*** Opening RECORDS SHOWN ***
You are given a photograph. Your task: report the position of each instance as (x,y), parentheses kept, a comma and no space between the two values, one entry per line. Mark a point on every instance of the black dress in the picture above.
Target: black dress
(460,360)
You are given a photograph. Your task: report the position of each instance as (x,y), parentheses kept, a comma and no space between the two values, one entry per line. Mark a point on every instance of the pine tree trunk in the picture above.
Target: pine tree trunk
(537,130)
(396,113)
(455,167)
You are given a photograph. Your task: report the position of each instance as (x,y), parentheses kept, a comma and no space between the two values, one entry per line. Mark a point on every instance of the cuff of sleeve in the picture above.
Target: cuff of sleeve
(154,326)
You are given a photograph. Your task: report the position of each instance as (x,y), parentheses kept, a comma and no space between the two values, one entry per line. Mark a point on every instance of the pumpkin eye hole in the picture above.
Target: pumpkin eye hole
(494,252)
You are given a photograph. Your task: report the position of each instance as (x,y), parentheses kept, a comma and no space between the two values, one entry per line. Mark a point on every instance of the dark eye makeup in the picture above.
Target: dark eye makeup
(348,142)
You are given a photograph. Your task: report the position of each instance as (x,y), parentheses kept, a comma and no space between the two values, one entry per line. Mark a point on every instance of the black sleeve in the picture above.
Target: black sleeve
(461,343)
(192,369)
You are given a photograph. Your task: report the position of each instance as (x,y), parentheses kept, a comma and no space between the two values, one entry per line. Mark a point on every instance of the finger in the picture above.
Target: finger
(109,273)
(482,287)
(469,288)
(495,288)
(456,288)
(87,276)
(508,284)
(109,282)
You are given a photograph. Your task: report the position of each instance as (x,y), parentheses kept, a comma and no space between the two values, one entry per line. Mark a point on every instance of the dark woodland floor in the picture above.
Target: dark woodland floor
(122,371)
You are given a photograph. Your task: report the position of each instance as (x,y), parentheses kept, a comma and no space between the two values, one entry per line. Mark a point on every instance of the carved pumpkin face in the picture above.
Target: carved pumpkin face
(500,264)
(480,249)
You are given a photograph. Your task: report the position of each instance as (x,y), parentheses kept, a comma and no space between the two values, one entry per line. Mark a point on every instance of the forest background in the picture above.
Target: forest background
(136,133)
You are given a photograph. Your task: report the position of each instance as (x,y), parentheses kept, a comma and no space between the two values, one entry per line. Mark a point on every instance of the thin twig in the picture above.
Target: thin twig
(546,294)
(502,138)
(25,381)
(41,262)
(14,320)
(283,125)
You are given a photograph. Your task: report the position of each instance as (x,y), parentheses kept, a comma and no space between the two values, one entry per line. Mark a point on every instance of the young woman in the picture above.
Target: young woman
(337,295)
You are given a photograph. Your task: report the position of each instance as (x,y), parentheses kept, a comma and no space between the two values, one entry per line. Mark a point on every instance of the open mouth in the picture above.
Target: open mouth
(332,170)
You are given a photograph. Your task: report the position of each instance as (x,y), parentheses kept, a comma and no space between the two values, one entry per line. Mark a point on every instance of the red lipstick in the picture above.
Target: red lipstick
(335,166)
*** Closing RECORDS SHOWN ***
TASK TO COMPLETE: Give back all the data exactly as it was written.

EXERCISE SOLUTION:
You are given a photograph. Your task: report the position of each instance as (x,y), parentheses kept, a comma and no space between the two values, one entry per line. Mark a point on every instance of the black dress in the picture above.
Target: black dress
(460,360)
You are given a photograph. Your task: report the position of each instance as (x,y), parentheses kept, a comma and no space between the two values, one entry per line. Mark a point on every instance of the pine tree trunk in the picture above.
Target: pine tree trunk
(537,130)
(396,113)
(455,167)
You are given a photograph. Your task: report the position of each instance as (x,y), parentheses kept, a comma and no space between the two values, one entry per line. Mark a point on every instance of the cuff of sleeve in the picture above.
Target: cuff of sleeve
(154,326)
You are given a photograph. Your task: report the position of each instance as (x,y), parentheses kept, a comma and no space between the two values, one entry per line. Mark a point on every instance of the pumpkin eye hole in the picture above.
Target: pumpkin eye hole
(494,252)
You are given a photograph. Your task: report the position of each instance as (x,y), parentheses kept, a comma and no space between the two values, one entry per line. Mark a point on every instance of the dark eye makeup in the picture above.
Target: dark eye makeup
(348,142)
You are given a photograph. Your task: report the position of each instance as (x,y), parentheses kept, a comma and no space between the two values, one entry per line. Mark a point on every instance of the black sleeve in the picture above.
Target: black sleeve
(461,343)
(192,369)
You are given a photograph. Your task: report the position of each instance as (x,y), parentheses kept, a comma and no space between the two values, one entry per line. Mark a point on every instance of the finger in the picture above.
Target: finger
(109,273)
(482,287)
(469,288)
(495,288)
(456,288)
(87,276)
(508,284)
(109,282)
You are given a photograph. Your task: report the position of each instance as (x,y), parentheses kept, a comma and no space between the two values, one entry per line. Mark a point on every instance of the dark woodland floor in the picture above.
Target: dark woodland floor
(122,371)
You are given a photograph. Your task: report the position of each instance as (x,y), parentheses kept, a comma and no space between the two values, one entry per line. Mark a point on every instance of the carved pumpkin face in the picture above.
Target: carved pumpkin face
(500,264)
(480,249)
You are given a photograph. Your task: report the position of each instance as (x,y), parentheses kept, a comma and no space between the two values, one entry per line. Mark a point on every instance of the forest background in the picture above.
Target: forest background
(136,133)
You are given a photograph. Your task: report the position of each instance as (x,y), parentheses kept, a comma and no space between the two values, one entry per line. Mark a point on every instance of the thin twig in the picture above.
Target: thin twig
(546,294)
(502,138)
(25,381)
(41,262)
(14,320)
(283,125)
You are given a photograph. Your task: report the position of each instance as (x,y), parentheses kept, a comma and no space between the two values, one entry per line. Mark a point on every instance of the young woman in the picture above.
Target: young woman
(337,295)
You are given a photograph. Your task: report the position of each instance as (x,y), parentheses kept, a comma and no space between the two values, one entry per line. Mark a point on every instance of the open mouth in the picture above.
Target: open mouth
(332,170)
You are given a photograph. Your task: report the position of each instance as (x,y), parentheses kept, a comma and no space between the two values, one entry per line. Mark a point on every instance of the red lipstick in the picture above.
Target: red lipstick
(335,166)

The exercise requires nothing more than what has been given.